▶ [本文]
これは連合国による第二次世界大戦の戦後処理を謳った「大西洋憲章」に対抗するものでありました。

内容は以下の通りです。

そもそも世界各国がそれぞれその所を得、互いに頼り合い助け合ってすべての国家がともに栄える喜びをともにすることは、世界平和確立の根本です。
しかし米英は、自国の繁栄のためには、他の国や民族を抑圧し、特に大東亜(東アジア全般)に対しては飽くなき侵略と搾取を行い、大東亜を隷属化する野望をむきだしにし、ついには大東亜の安定を根底から覆(くつがえ)そうとしました。大東亜戦争の原因はここにあります。
大東亜の各国は、互いに提携して大東亜戦争を戦い抜き、大東亜諸国を米英の手かせ足かせから解放し、その自存自衞を確保し、次の綱領にもとづいて大東亜を建設し、これによって世界の平和の確立に寄与することを期待しています。
大東亜各国は、協同して大東亜の安定を確保し、道義に基づく共存共栄の秩序を建設します。

▶ [短い課題 1]
宣言を紹介する文章の内容を、二文でまとめなさい。
▶ [短い課題 2]
宣言を紹介する文章の最後の文に続けて、文章を書き進めなさい。

位置を特定する記録:
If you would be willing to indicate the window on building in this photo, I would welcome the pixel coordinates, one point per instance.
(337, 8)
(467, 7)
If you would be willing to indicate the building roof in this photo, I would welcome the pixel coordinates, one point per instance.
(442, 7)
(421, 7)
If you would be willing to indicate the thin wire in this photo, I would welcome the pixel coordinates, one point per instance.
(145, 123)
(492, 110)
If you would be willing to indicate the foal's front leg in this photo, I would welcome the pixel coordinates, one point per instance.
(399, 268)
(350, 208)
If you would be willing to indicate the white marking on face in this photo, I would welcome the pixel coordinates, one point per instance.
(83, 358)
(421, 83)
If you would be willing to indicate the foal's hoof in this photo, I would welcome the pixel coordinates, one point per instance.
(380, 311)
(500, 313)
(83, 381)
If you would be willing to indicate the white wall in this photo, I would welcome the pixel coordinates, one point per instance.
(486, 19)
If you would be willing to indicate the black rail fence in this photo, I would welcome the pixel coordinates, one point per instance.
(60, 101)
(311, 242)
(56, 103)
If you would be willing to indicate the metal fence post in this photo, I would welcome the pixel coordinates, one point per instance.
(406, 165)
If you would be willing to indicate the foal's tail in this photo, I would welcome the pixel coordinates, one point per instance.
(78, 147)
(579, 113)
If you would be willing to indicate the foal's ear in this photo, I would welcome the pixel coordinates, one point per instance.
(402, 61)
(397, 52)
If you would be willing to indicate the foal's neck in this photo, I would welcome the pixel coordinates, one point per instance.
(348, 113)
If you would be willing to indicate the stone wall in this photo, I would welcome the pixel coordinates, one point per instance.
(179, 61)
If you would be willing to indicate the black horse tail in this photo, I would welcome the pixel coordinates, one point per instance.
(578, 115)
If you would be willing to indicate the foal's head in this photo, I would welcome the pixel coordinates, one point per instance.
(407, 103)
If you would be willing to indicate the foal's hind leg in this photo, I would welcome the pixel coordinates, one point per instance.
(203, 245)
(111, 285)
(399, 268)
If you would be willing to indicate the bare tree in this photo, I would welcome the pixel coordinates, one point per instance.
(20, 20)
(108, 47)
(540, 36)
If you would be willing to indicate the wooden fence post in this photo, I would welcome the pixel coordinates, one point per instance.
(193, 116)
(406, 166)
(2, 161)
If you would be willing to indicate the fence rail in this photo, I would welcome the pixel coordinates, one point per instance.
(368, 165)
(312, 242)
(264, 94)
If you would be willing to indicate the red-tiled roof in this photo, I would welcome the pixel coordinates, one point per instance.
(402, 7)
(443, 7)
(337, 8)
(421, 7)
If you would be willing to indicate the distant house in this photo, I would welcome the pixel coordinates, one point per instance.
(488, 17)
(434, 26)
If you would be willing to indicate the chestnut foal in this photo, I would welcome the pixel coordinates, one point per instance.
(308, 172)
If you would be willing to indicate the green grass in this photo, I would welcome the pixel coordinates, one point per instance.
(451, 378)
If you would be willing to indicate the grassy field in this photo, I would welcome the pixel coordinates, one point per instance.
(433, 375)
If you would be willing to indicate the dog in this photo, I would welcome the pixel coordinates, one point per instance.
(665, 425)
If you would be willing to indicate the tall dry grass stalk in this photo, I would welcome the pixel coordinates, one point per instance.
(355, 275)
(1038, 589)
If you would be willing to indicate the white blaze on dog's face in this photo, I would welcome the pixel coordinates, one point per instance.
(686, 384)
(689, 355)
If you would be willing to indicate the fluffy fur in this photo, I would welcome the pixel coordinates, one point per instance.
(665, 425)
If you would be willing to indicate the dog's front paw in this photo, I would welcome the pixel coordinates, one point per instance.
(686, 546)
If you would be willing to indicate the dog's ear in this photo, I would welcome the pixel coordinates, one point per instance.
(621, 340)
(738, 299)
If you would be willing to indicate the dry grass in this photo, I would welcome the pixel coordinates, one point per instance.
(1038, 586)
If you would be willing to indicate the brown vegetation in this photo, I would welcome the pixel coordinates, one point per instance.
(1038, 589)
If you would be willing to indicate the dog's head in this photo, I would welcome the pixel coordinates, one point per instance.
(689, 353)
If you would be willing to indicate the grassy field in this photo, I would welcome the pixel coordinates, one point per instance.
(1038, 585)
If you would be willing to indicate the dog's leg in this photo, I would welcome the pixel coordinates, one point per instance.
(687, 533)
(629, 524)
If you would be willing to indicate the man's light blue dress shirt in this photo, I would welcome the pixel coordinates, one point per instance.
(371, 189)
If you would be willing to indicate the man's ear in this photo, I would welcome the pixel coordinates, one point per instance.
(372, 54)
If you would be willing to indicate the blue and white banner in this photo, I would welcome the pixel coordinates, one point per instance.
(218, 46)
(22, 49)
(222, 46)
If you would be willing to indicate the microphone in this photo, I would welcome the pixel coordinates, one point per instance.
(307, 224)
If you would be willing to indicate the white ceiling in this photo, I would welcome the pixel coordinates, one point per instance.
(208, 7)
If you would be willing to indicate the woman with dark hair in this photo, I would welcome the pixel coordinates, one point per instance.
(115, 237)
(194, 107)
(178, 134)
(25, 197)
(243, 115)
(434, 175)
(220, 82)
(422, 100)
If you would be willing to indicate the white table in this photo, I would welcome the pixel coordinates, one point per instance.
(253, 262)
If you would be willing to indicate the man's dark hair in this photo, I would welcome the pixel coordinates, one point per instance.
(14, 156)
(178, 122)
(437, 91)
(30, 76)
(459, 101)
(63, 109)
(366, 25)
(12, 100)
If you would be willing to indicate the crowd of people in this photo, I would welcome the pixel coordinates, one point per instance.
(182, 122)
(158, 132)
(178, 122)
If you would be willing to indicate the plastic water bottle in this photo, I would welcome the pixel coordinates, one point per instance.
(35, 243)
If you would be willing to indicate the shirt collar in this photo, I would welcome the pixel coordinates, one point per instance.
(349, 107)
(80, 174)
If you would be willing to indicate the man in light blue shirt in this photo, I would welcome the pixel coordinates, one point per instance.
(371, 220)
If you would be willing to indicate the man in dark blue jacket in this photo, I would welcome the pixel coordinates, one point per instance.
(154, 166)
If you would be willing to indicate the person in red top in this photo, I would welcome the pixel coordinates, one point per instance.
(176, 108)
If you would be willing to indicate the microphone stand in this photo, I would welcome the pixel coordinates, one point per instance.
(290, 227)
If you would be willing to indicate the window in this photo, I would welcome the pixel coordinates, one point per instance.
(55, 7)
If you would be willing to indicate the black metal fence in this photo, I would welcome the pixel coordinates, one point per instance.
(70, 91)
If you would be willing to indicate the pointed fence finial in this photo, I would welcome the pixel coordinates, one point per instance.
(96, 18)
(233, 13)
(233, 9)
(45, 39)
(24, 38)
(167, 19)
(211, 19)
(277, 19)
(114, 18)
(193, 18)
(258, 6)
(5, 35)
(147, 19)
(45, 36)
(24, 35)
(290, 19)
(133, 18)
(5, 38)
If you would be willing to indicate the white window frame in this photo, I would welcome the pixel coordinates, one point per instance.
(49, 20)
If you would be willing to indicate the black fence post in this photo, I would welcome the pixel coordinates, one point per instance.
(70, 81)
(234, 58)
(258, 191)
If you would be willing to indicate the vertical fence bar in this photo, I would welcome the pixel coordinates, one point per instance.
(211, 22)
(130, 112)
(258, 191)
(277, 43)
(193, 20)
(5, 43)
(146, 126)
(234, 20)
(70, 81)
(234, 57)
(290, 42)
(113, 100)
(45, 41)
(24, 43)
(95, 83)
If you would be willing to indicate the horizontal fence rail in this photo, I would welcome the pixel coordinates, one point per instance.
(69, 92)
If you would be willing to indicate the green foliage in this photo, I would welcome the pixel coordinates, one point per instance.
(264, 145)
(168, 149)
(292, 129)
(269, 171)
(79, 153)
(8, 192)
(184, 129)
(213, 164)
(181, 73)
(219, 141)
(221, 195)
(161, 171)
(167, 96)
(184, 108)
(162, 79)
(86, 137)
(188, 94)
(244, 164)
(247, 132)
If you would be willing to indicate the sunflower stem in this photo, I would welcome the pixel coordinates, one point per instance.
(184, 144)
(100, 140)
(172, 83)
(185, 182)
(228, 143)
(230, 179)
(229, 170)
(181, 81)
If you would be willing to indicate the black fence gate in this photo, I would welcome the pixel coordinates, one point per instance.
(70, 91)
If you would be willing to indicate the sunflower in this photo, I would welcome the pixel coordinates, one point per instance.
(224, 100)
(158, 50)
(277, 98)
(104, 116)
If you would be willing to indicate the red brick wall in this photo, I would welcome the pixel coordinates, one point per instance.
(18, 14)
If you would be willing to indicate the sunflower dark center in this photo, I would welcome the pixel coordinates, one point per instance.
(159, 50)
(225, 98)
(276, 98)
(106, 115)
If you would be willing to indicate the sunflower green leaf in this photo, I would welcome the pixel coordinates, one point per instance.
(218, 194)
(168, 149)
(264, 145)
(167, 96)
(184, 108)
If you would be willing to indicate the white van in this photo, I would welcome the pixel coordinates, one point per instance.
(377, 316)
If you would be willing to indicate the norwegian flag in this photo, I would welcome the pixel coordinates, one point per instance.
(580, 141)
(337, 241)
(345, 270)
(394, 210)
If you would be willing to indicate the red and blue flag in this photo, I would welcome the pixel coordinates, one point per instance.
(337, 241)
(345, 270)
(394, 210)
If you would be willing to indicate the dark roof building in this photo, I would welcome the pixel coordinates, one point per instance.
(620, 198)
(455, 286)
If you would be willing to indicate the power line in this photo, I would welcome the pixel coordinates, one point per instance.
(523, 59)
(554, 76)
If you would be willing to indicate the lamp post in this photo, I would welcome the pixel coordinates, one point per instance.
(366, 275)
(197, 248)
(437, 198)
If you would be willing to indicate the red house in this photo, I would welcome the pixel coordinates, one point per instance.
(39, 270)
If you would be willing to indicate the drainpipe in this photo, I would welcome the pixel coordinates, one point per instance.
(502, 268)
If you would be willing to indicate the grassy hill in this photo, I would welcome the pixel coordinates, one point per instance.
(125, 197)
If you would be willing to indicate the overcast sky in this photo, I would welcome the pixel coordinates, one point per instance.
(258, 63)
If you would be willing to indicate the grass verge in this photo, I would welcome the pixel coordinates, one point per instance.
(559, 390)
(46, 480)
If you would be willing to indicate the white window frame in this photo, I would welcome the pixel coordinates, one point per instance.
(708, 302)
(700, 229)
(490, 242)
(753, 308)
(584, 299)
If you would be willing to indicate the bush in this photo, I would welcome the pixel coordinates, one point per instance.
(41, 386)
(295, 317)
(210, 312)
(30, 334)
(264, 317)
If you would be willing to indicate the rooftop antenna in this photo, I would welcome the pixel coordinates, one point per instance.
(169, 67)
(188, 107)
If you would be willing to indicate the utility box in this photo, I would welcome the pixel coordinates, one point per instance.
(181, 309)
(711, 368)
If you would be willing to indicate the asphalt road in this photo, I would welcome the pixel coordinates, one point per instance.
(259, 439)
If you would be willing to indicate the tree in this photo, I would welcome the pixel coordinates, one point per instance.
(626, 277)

▶ [解答 1]
この文章は、連合国の戦後処理をうたった「大西洋憲章」に対抗するものとして出された宣言の内容を紹介している。宣言は、米英が大東亜を侵略・搾取して隷属化しようとしたことを大東亜戦争の原因とし、大東亜各国が提携して戦い抜き、道義に基づく共存共栄の秩序を建設して世界平和に寄与するとしている。

▶ [解答 2]
大東亜各国は、相互に自主独立を尊重し、互いに仲よく助け合って、大東亜の親睦を確立します。
大東亜各国は、相互にその伝統を尊重し、各民族の創造性を伸ばし、大東亜の文化を高めます。
大東亜各国は、互恵のもとに緊密に提携し、その経済発展を図り、大東亜の繁栄を増進します。
大東亜各国は、すべての国との交流を深め、人種差別を撤廃し、広く文化を交流し、すすんで資源を開放し、これによって世界の発展に貢献します。

「もし日本が勝っていたらどのような世界になっていたのか」と思いを馳せるのも悪くはありません。